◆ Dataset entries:

——

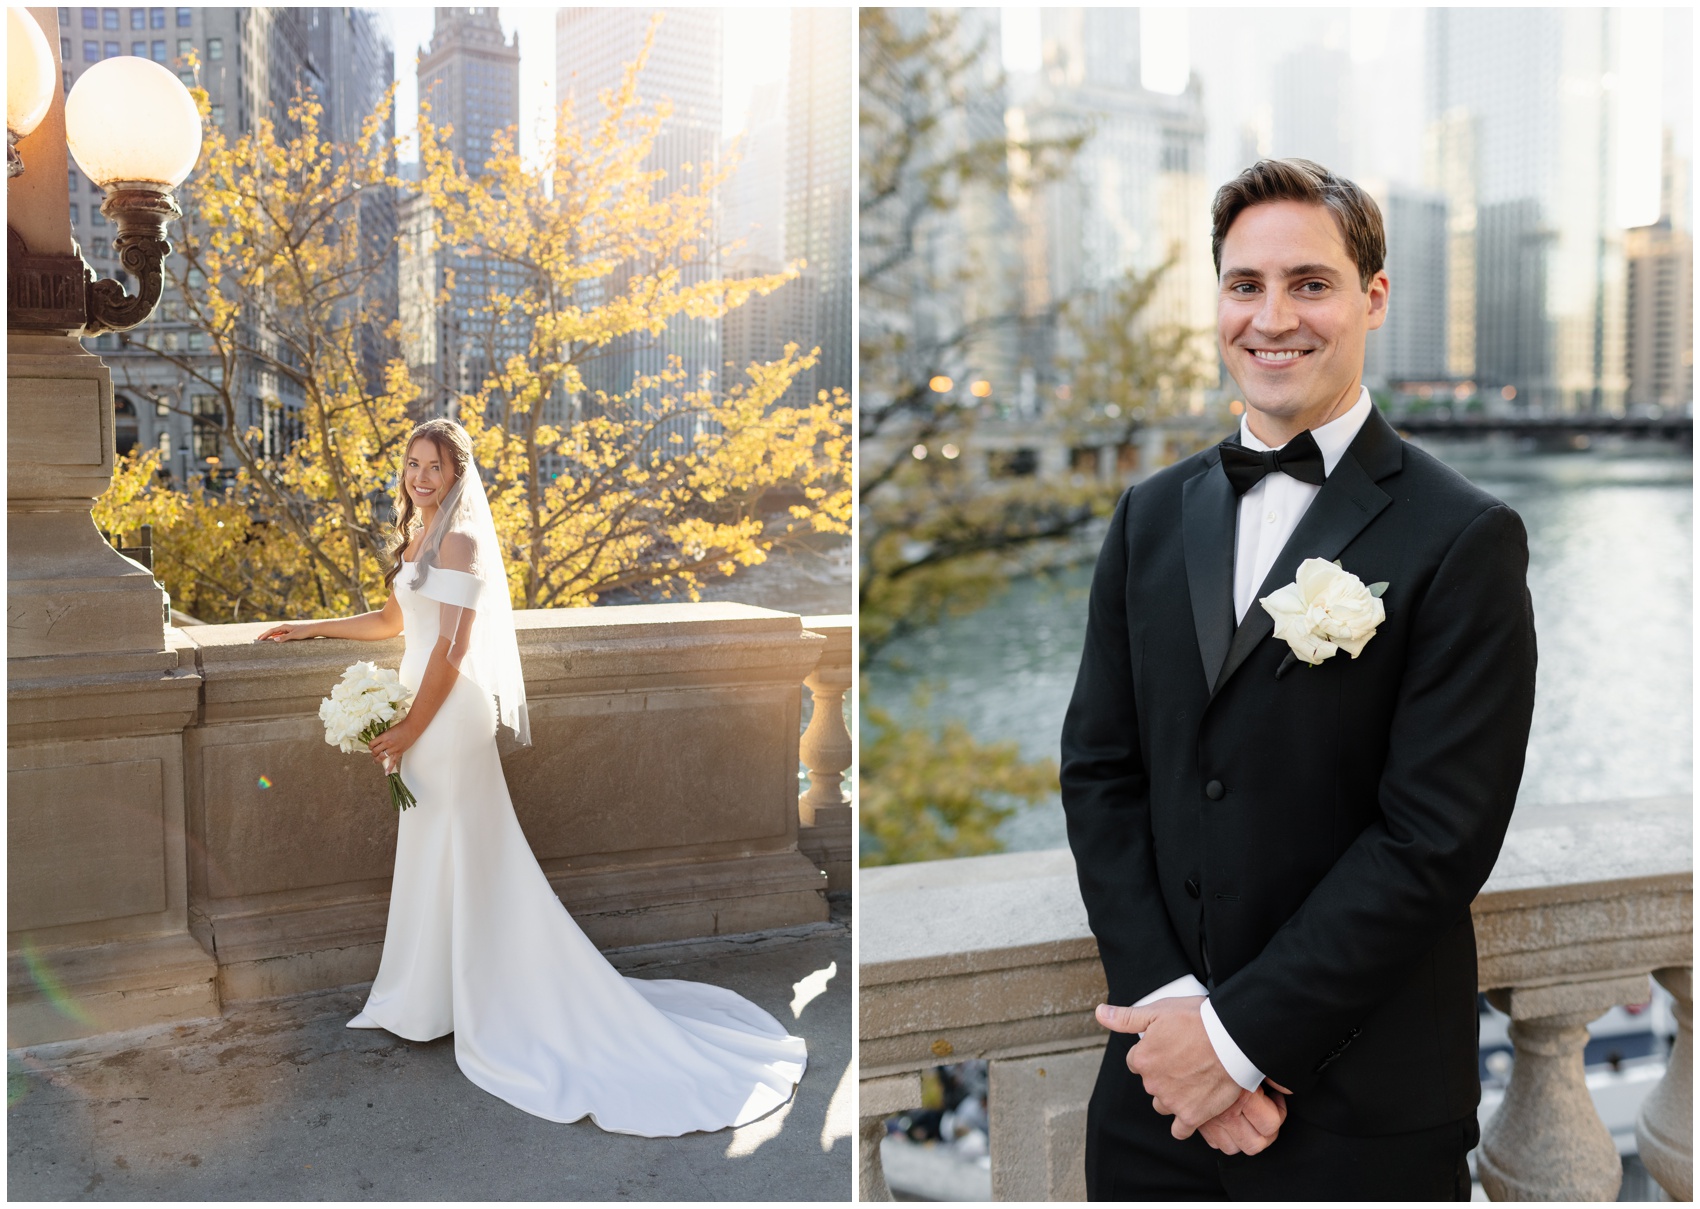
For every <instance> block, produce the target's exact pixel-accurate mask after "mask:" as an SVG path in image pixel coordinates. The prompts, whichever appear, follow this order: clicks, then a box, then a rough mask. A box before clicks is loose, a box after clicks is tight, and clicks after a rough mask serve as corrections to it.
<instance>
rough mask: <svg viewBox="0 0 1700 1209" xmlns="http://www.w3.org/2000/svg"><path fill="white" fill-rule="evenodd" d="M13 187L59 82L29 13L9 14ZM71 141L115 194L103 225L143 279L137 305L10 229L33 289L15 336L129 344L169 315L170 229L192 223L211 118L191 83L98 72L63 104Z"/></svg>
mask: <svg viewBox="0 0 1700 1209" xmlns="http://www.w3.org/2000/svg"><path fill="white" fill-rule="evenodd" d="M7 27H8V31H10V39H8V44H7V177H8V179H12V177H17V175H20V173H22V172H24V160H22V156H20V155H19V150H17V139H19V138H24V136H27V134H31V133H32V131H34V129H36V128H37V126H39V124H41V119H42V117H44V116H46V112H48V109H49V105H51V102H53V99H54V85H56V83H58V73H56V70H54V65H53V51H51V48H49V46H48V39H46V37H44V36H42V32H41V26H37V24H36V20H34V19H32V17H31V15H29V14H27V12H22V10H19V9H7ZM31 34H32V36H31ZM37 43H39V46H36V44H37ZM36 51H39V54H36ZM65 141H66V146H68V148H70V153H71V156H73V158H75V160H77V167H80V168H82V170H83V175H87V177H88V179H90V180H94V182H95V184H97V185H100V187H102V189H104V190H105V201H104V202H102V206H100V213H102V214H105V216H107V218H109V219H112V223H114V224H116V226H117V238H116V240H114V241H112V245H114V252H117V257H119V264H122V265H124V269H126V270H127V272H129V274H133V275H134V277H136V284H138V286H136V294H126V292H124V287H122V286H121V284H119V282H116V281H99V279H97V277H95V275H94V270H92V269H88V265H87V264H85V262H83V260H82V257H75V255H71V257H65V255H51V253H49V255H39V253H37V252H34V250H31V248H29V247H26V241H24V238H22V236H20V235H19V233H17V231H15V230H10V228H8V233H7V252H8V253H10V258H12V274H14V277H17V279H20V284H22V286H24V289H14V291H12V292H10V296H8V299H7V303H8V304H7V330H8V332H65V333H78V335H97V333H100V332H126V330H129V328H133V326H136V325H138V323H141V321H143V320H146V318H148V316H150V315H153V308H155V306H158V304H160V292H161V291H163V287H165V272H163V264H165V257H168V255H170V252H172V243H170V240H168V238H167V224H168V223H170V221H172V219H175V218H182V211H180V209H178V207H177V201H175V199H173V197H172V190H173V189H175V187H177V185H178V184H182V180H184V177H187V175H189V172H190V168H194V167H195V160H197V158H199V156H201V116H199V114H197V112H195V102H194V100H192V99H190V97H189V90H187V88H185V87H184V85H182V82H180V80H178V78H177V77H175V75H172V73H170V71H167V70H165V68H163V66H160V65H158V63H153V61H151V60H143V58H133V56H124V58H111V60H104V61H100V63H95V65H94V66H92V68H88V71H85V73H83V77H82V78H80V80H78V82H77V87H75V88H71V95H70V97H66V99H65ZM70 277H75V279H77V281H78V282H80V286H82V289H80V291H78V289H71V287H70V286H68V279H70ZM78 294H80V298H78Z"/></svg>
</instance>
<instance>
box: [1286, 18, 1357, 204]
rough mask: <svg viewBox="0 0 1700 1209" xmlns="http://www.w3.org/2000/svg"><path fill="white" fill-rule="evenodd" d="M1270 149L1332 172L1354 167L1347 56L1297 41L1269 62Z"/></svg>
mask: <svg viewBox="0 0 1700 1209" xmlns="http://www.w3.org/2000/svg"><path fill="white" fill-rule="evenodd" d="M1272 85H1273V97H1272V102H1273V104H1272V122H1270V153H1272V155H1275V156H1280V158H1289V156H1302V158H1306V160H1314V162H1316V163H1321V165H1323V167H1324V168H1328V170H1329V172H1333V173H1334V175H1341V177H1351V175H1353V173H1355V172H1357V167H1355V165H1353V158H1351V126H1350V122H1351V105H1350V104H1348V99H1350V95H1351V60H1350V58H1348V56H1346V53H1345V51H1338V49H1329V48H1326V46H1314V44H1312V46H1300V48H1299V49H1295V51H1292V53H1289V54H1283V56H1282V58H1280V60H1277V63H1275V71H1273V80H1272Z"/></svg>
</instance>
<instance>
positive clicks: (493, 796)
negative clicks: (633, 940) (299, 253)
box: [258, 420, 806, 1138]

——

◆ Work instructions: What lines hold the string "clicks"? Pick them out of the data.

◆ Solution to this exercise:
For every <instance> block, produce the target's exact pixel-accurate mask after "mask:" as an SVG path in image pixel coordinates. The prompts, whichever appear, follow this order: clicks, then a box, then a rough mask. A box before clicks is loose, a box after clicks is tight, and clicks after a rough mask serve as corrections to it.
positive clicks: (493, 796)
negative clicks: (633, 940) (299, 253)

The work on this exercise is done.